Stored data entries:
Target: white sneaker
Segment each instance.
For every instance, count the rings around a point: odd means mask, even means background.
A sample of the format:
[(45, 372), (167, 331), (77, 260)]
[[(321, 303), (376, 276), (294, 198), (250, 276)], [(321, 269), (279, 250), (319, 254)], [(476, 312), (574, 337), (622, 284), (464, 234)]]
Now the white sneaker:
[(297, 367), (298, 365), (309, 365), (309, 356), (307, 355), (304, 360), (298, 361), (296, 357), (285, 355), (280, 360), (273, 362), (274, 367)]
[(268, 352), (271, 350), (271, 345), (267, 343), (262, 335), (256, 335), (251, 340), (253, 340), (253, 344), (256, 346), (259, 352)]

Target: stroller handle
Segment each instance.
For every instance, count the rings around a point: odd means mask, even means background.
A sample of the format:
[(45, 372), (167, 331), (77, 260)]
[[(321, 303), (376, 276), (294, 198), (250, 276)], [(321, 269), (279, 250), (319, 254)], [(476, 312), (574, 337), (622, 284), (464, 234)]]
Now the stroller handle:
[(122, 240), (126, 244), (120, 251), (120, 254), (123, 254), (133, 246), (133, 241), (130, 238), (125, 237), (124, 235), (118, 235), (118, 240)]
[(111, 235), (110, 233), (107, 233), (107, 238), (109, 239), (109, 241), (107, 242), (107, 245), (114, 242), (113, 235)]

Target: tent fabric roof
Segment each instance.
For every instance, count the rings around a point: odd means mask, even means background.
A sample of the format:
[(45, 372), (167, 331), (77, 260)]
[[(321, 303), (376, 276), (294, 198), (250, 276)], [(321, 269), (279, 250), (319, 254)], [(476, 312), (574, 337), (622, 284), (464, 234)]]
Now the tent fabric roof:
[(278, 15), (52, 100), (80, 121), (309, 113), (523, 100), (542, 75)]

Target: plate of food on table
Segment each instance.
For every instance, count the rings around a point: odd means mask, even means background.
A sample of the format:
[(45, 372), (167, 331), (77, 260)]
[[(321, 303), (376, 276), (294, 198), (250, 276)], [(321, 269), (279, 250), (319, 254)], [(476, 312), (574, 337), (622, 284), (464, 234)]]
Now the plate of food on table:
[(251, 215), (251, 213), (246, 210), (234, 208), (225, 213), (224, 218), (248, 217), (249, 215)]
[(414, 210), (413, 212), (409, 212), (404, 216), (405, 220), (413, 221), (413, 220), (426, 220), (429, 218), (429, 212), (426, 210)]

(WHAT YOU ARE ASKED TO DO): Write every entry out again. Keep each one exact.

(RESPONSE):
Target: white sneaker
Segment each instance.
For every instance, count the rings around a point: odd means mask, even means background.
A sample of the format:
[(45, 372), (167, 331), (77, 260)]
[[(321, 303), (376, 276), (294, 198), (250, 276)], [(321, 269), (279, 250), (319, 254)], [(476, 312), (574, 337), (622, 284), (464, 234)]]
Now the white sneaker:
[(297, 367), (298, 365), (309, 365), (309, 356), (307, 355), (304, 360), (298, 361), (296, 357), (285, 355), (280, 360), (273, 362), (274, 367)]
[(268, 352), (271, 350), (271, 345), (267, 343), (262, 335), (256, 335), (251, 340), (253, 340), (253, 344), (256, 346), (259, 352)]

Target: stroller handle
Segment each instance.
For every instance, count the rings around a point: odd means mask, even means background.
A sample of the format:
[(45, 372), (167, 331), (77, 260)]
[[(321, 303), (376, 276), (294, 198), (250, 276)], [(321, 269), (279, 250), (319, 254)], [(476, 312), (574, 337), (622, 284), (464, 234)]]
Now the stroller handle:
[(122, 240), (126, 244), (120, 251), (120, 254), (123, 254), (133, 246), (133, 241), (130, 238), (125, 237), (124, 235), (118, 235), (118, 240)]
[(111, 235), (110, 233), (107, 233), (107, 238), (109, 239), (109, 241), (107, 242), (107, 245), (114, 242), (113, 235)]

Target: tent fabric roof
Segment each instance.
For every instance, count the rings around a point: odd means mask, even means background.
A sample of the format:
[(45, 372), (167, 331), (77, 260)]
[[(321, 303), (376, 276), (294, 198), (250, 276)], [(321, 269), (279, 250), (319, 254)], [(476, 312), (574, 337), (622, 284), (464, 234)]]
Now the tent fabric roof:
[(278, 15), (52, 100), (80, 121), (309, 113), (523, 100), (542, 75)]

Target: plate of food on table
Segment each instance.
For every instance, count the rings around a point: odd means mask, even means background.
A sample of the format:
[(45, 372), (167, 331), (77, 260)]
[[(321, 303), (376, 276), (294, 198), (250, 276)], [(321, 269), (279, 250), (319, 254)], [(476, 312), (574, 337), (622, 284), (464, 234)]]
Now the plate of food on table:
[(251, 215), (251, 213), (246, 210), (234, 208), (225, 213), (224, 218), (248, 217), (249, 215)]
[(414, 210), (413, 212), (409, 212), (404, 216), (405, 220), (413, 221), (413, 220), (426, 220), (429, 218), (429, 212), (426, 210)]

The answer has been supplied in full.